Exercise directions
Please pull out each line of the entries below that contains the string "metal". Case counts.

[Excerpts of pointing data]
◆ ◆ ◆ ◆ ◆
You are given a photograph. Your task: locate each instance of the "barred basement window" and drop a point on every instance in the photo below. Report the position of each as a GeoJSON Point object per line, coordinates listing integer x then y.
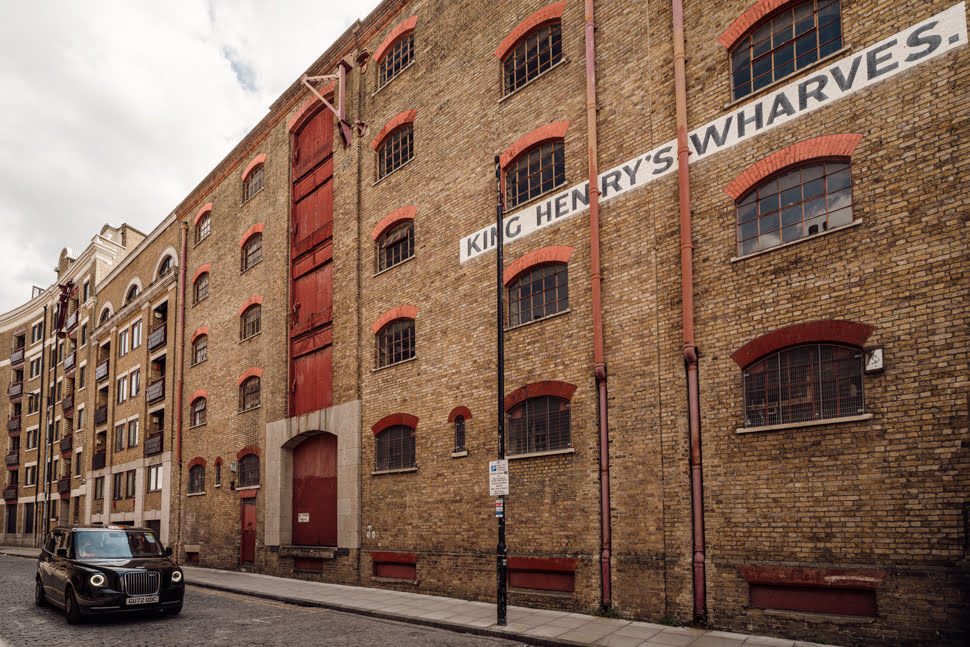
{"type": "Point", "coordinates": [539, 425]}
{"type": "Point", "coordinates": [534, 172]}
{"type": "Point", "coordinates": [785, 42]}
{"type": "Point", "coordinates": [395, 245]}
{"type": "Point", "coordinates": [798, 202]}
{"type": "Point", "coordinates": [395, 151]}
{"type": "Point", "coordinates": [540, 292]}
{"type": "Point", "coordinates": [532, 56]}
{"type": "Point", "coordinates": [398, 57]}
{"type": "Point", "coordinates": [804, 383]}
{"type": "Point", "coordinates": [395, 448]}
{"type": "Point", "coordinates": [395, 342]}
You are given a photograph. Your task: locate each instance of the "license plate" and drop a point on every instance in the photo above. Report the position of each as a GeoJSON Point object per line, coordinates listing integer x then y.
{"type": "Point", "coordinates": [144, 599]}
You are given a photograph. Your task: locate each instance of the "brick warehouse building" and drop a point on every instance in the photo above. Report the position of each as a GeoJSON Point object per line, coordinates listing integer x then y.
{"type": "Point", "coordinates": [783, 398]}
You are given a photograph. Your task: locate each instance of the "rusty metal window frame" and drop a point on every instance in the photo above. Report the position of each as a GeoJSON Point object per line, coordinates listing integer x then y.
{"type": "Point", "coordinates": [784, 42]}
{"type": "Point", "coordinates": [535, 171]}
{"type": "Point", "coordinates": [535, 53]}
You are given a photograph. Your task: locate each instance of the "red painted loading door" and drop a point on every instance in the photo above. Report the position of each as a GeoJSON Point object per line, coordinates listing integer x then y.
{"type": "Point", "coordinates": [315, 491]}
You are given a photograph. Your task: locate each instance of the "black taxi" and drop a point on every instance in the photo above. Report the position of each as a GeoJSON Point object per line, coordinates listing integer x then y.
{"type": "Point", "coordinates": [89, 570]}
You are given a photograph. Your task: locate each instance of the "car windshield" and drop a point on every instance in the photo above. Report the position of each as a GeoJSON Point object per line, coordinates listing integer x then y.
{"type": "Point", "coordinates": [116, 544]}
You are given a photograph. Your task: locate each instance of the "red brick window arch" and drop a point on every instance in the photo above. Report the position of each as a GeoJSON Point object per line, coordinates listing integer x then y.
{"type": "Point", "coordinates": [775, 38]}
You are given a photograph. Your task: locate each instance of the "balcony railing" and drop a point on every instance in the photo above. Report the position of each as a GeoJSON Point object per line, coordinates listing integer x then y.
{"type": "Point", "coordinates": [153, 445]}
{"type": "Point", "coordinates": [101, 416]}
{"type": "Point", "coordinates": [155, 391]}
{"type": "Point", "coordinates": [156, 338]}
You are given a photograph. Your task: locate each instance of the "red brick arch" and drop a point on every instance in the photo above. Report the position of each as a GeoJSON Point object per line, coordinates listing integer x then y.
{"type": "Point", "coordinates": [817, 147]}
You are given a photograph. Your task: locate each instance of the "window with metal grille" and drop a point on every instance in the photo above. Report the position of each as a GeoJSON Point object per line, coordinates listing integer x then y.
{"type": "Point", "coordinates": [197, 479]}
{"type": "Point", "coordinates": [200, 349]}
{"type": "Point", "coordinates": [398, 57]}
{"type": "Point", "coordinates": [395, 245]}
{"type": "Point", "coordinates": [395, 448]}
{"type": "Point", "coordinates": [787, 41]}
{"type": "Point", "coordinates": [533, 55]}
{"type": "Point", "coordinates": [198, 411]}
{"type": "Point", "coordinates": [202, 229]}
{"type": "Point", "coordinates": [534, 172]}
{"type": "Point", "coordinates": [397, 149]}
{"type": "Point", "coordinates": [249, 394]}
{"type": "Point", "coordinates": [538, 293]}
{"type": "Point", "coordinates": [253, 183]}
{"type": "Point", "coordinates": [804, 383]}
{"type": "Point", "coordinates": [798, 202]}
{"type": "Point", "coordinates": [252, 252]}
{"type": "Point", "coordinates": [395, 342]}
{"type": "Point", "coordinates": [248, 471]}
{"type": "Point", "coordinates": [539, 425]}
{"type": "Point", "coordinates": [250, 321]}
{"type": "Point", "coordinates": [200, 290]}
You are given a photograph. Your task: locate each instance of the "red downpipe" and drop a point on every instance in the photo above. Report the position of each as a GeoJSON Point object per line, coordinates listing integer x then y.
{"type": "Point", "coordinates": [687, 298]}
{"type": "Point", "coordinates": [597, 280]}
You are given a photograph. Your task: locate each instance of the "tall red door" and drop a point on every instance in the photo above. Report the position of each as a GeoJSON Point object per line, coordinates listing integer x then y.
{"type": "Point", "coordinates": [315, 491]}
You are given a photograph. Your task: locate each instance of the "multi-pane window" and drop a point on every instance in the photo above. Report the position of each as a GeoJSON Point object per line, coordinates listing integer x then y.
{"type": "Point", "coordinates": [533, 55]}
{"type": "Point", "coordinates": [395, 245]}
{"type": "Point", "coordinates": [537, 293]}
{"type": "Point", "coordinates": [394, 448]}
{"type": "Point", "coordinates": [397, 149]}
{"type": "Point", "coordinates": [799, 202]}
{"type": "Point", "coordinates": [398, 57]}
{"type": "Point", "coordinates": [395, 342]}
{"type": "Point", "coordinates": [534, 172]}
{"type": "Point", "coordinates": [249, 394]}
{"type": "Point", "coordinates": [248, 471]}
{"type": "Point", "coordinates": [251, 253]}
{"type": "Point", "coordinates": [789, 40]}
{"type": "Point", "coordinates": [804, 383]}
{"type": "Point", "coordinates": [253, 183]}
{"type": "Point", "coordinates": [539, 425]}
{"type": "Point", "coordinates": [250, 321]}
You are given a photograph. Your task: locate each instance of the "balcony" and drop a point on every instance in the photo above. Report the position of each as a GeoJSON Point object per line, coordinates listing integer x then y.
{"type": "Point", "coordinates": [156, 338]}
{"type": "Point", "coordinates": [155, 391]}
{"type": "Point", "coordinates": [101, 416]}
{"type": "Point", "coordinates": [153, 445]}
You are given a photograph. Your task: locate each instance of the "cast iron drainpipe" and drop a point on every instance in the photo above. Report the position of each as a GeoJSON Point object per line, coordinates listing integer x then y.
{"type": "Point", "coordinates": [687, 298]}
{"type": "Point", "coordinates": [597, 280]}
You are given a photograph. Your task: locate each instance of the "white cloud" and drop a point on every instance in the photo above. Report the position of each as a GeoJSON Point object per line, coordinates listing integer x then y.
{"type": "Point", "coordinates": [112, 111]}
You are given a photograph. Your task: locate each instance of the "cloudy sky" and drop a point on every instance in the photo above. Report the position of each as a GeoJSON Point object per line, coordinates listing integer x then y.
{"type": "Point", "coordinates": [111, 111]}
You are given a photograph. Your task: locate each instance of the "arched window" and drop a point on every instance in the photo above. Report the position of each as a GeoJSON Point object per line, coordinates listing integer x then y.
{"type": "Point", "coordinates": [804, 383]}
{"type": "Point", "coordinates": [539, 425]}
{"type": "Point", "coordinates": [394, 448]}
{"type": "Point", "coordinates": [797, 202]}
{"type": "Point", "coordinates": [199, 349]}
{"type": "Point", "coordinates": [198, 411]}
{"type": "Point", "coordinates": [253, 183]}
{"type": "Point", "coordinates": [249, 394]}
{"type": "Point", "coordinates": [251, 253]}
{"type": "Point", "coordinates": [200, 289]}
{"type": "Point", "coordinates": [395, 342]}
{"type": "Point", "coordinates": [249, 322]}
{"type": "Point", "coordinates": [197, 479]}
{"type": "Point", "coordinates": [538, 292]}
{"type": "Point", "coordinates": [535, 171]}
{"type": "Point", "coordinates": [248, 471]}
{"type": "Point", "coordinates": [395, 245]}
{"type": "Point", "coordinates": [787, 40]}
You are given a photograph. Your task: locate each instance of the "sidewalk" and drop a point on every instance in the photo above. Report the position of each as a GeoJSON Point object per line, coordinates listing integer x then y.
{"type": "Point", "coordinates": [532, 626]}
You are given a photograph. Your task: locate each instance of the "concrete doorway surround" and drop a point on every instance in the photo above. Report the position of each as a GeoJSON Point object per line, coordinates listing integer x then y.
{"type": "Point", "coordinates": [282, 436]}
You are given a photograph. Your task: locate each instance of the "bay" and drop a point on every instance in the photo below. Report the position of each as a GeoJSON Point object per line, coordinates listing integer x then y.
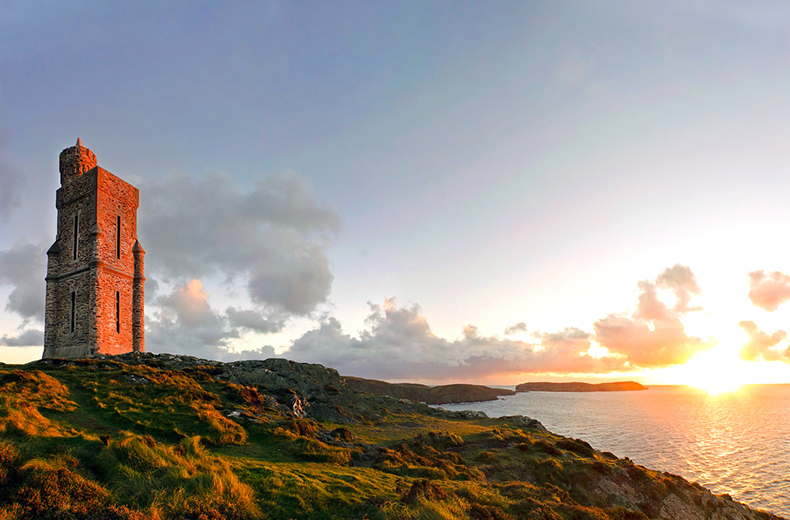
◆ ◆ ◆ ◆ ◆
Complete response
You are given a photograph. Your task: locate each instance of the "rusty metal window frame" and drop a point on every instance in the photo above. Report the position of each as a GeoJSON Point object per line, coordinates listing integer x then y.
You are given a photograph. Your task: locate each instance of the "window with metal grille" and drop a point on every instance in the photo above. Report the position of each as a GeoJSON Point object per line, coordinates listing integer x then y.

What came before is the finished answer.